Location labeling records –
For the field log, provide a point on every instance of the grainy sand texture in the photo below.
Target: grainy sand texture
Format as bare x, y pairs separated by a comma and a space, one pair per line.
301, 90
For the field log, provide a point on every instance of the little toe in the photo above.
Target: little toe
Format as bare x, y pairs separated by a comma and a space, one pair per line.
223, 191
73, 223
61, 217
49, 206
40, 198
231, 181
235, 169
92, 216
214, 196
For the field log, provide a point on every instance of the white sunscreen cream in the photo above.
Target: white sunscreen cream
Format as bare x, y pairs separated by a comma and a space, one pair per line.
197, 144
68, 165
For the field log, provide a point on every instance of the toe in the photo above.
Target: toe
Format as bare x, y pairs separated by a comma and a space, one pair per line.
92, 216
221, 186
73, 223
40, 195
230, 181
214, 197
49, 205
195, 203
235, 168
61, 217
--
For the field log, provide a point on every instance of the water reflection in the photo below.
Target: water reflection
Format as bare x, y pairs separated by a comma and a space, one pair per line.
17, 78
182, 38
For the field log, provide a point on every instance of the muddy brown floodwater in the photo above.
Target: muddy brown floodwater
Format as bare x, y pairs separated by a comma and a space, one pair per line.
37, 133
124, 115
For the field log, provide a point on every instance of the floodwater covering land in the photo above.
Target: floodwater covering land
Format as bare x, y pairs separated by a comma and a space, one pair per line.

Written task – Which lines in the material above contain the word "photo"? Copy each of them, and treat case as significant.

Full output –
For the field log, provide a point on every instance of the grainy sand texture in the photo below.
For the field log, provide a point on every instance of the little toe in the photo above.
For the field log, provide a point on every instance of the white sunscreen cream in the photo above.
For the field log, provide a point on every instance of the toe in the photo above.
For the field log, provide a point on every instance of the water reflection in the photo below.
For the field log, provide a point on every instance of the muddy brown floodwater in the photo above.
For the field log, provide a point on every instance of the floodwater covering land in the photo above.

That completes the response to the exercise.